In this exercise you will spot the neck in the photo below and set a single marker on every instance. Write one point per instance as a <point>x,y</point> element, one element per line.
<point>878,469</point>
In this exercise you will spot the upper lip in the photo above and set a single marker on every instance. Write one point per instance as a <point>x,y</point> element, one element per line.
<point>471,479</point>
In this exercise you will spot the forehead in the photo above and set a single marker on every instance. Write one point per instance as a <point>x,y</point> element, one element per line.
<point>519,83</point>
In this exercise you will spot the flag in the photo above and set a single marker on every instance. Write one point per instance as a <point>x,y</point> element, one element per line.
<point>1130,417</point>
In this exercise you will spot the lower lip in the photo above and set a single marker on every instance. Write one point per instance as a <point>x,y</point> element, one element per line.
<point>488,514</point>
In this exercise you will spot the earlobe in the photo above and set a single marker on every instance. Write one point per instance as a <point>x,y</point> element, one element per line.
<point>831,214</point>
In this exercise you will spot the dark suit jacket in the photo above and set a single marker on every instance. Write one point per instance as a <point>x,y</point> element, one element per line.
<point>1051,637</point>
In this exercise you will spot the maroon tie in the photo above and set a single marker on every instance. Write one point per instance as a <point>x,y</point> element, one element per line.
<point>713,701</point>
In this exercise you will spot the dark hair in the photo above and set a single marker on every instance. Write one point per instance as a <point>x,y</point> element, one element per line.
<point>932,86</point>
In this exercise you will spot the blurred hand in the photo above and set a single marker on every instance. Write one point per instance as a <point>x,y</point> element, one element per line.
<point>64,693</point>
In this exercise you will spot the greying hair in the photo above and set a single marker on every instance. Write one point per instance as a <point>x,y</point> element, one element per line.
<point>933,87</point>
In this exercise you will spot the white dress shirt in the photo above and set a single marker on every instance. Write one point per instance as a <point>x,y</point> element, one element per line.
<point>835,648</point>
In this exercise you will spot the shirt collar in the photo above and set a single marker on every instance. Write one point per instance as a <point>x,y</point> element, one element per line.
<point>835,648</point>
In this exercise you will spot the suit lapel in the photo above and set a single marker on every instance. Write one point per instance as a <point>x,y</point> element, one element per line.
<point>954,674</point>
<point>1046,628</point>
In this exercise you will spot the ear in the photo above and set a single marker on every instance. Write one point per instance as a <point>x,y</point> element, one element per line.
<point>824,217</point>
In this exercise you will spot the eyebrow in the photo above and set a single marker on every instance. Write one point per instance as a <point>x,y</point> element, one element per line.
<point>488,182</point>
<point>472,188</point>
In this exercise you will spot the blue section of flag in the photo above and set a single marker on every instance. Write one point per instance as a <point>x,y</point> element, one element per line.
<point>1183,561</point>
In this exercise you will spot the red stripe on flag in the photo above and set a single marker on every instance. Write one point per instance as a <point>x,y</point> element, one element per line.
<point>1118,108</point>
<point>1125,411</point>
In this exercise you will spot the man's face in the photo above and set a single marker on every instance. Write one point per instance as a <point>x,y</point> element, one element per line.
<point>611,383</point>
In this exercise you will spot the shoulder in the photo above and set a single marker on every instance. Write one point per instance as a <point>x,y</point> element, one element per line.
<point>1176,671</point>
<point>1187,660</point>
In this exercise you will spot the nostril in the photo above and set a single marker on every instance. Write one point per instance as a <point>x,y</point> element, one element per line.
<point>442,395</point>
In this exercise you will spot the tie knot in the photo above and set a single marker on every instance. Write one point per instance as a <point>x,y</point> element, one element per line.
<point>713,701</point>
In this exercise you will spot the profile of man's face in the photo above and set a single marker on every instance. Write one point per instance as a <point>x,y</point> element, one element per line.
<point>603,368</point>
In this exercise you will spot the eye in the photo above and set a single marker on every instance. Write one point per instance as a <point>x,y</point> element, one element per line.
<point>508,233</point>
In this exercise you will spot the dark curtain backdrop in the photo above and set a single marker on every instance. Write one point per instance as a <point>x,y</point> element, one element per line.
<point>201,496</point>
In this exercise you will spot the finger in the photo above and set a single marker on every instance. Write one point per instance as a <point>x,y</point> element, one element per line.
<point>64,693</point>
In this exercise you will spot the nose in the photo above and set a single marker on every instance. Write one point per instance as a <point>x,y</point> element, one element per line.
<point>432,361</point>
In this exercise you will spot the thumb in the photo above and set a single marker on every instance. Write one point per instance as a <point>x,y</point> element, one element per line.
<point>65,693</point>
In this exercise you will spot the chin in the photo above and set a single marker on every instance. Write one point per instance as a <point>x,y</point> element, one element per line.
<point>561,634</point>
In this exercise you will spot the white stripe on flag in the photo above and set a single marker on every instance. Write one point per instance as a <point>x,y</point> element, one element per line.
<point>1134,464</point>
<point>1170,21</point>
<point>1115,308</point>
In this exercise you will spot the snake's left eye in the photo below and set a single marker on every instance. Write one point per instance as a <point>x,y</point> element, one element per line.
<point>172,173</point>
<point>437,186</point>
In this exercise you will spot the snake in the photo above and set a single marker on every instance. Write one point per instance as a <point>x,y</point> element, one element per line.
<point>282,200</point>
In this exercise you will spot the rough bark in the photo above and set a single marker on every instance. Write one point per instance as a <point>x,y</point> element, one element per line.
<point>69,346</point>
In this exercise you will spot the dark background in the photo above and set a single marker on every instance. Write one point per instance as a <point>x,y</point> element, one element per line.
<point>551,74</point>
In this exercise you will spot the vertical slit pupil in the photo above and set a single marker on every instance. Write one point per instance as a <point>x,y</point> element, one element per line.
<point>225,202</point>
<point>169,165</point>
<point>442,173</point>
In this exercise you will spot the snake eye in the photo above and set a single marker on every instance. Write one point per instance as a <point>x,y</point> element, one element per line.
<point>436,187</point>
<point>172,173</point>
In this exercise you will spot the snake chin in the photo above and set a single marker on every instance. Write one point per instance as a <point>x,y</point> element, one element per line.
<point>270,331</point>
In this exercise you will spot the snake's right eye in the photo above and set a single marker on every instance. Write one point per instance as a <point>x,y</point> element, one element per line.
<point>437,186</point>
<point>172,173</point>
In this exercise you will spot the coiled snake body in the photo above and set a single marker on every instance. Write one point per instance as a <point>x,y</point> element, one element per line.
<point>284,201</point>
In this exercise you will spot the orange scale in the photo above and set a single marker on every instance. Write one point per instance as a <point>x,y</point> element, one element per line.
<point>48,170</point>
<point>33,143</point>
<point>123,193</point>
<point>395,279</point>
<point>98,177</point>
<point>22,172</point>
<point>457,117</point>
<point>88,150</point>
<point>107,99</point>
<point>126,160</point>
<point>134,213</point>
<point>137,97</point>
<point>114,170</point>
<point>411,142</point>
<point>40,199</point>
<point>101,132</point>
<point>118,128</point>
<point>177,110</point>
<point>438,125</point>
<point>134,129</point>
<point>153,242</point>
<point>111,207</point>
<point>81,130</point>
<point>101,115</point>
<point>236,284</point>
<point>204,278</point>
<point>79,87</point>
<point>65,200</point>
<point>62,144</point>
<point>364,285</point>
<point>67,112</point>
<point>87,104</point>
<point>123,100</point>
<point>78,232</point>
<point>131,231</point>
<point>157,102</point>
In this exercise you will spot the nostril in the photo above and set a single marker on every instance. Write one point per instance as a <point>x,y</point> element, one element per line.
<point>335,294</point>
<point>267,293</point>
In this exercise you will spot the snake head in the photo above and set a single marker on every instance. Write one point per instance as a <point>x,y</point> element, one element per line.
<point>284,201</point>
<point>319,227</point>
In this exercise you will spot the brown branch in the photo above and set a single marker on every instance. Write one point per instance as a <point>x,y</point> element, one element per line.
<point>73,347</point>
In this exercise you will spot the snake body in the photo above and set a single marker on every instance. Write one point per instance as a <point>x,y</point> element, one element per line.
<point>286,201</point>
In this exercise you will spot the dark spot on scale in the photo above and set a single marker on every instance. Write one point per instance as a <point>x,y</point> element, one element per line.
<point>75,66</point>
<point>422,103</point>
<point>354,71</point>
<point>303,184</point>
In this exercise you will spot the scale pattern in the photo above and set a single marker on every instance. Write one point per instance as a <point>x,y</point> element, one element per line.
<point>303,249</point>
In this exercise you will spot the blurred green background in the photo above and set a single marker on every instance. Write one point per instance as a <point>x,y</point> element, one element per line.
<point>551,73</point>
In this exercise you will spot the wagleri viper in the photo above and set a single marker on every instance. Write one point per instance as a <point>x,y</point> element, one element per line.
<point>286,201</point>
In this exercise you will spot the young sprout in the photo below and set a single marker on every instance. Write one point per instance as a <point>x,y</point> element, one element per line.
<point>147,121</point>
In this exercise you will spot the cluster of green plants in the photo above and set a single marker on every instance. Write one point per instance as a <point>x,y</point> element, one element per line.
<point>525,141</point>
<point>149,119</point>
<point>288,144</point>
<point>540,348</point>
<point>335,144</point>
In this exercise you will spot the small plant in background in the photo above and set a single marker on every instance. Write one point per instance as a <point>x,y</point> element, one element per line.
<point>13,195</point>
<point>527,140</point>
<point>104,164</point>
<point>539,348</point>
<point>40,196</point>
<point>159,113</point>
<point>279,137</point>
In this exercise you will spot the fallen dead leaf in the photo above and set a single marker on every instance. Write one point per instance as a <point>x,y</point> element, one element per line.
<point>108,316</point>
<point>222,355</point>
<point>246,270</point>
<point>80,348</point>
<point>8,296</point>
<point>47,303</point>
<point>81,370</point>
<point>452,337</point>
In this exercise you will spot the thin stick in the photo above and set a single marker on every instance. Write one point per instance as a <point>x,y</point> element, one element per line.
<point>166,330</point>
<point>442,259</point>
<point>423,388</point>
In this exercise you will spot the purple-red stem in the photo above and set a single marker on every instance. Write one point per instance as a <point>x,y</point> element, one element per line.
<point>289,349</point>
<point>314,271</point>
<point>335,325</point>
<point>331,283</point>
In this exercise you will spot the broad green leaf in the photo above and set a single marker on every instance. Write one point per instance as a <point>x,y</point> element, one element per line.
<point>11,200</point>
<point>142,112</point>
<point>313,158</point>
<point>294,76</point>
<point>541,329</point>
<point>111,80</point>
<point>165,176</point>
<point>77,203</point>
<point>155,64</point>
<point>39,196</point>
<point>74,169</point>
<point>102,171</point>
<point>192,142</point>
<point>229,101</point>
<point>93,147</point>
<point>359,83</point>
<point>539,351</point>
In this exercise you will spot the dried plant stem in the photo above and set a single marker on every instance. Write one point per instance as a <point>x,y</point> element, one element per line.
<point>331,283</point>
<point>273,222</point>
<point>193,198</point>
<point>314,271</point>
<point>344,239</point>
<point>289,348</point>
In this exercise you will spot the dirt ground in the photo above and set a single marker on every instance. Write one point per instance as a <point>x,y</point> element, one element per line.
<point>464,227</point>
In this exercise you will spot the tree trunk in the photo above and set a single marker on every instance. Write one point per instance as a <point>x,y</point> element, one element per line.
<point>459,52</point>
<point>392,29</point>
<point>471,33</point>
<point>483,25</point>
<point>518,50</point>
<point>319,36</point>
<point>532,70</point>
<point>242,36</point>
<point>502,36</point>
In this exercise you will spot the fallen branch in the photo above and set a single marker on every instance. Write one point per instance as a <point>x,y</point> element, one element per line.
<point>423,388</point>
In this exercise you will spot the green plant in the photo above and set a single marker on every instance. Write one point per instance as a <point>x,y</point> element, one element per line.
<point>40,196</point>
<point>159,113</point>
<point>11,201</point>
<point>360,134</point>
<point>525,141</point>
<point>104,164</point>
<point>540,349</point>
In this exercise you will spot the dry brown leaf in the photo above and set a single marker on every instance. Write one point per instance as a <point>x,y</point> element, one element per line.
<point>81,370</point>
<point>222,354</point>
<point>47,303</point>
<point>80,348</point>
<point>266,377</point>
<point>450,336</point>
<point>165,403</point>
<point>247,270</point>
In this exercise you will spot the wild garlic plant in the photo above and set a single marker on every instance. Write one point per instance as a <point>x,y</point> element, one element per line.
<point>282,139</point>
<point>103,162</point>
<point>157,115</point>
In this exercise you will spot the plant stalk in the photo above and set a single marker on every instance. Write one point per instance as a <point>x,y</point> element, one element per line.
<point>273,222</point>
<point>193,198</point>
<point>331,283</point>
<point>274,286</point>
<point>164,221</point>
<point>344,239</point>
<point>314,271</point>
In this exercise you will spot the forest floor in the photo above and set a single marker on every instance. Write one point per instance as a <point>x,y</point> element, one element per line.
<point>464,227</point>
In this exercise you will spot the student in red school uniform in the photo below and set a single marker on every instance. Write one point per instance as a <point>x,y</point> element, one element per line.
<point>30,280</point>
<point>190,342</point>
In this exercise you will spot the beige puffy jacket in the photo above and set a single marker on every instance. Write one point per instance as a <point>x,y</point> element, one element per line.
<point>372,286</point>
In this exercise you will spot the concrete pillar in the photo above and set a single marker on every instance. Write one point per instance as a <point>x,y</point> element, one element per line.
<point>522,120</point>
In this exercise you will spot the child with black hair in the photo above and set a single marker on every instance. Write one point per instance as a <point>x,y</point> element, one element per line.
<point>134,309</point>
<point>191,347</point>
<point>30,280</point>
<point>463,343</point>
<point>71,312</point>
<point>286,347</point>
________________________________________
▸ **EXERCISE GOAL**: Render the lines from the line with "In this exercise you will spot the orange" up to and including the line with "<point>40,199</point>" as a JSON list of strings, one string per line, omitting blank lines.

▸ **SOLVED EXERCISE**:
[
  "In this exercise you will spot the orange scale in the photo above and set a single marker on every instance. Write one point per instance as a <point>x,y</point> element, one element per line.",
  "<point>48,170</point>",
  "<point>33,143</point>",
  "<point>123,193</point>",
  "<point>395,279</point>",
  "<point>98,177</point>",
  "<point>22,172</point>",
  "<point>457,117</point>",
  "<point>88,150</point>",
  "<point>107,99</point>",
  "<point>126,160</point>",
  "<point>134,213</point>",
  "<point>137,97</point>",
  "<point>114,170</point>",
  "<point>411,142</point>",
  "<point>40,199</point>"
]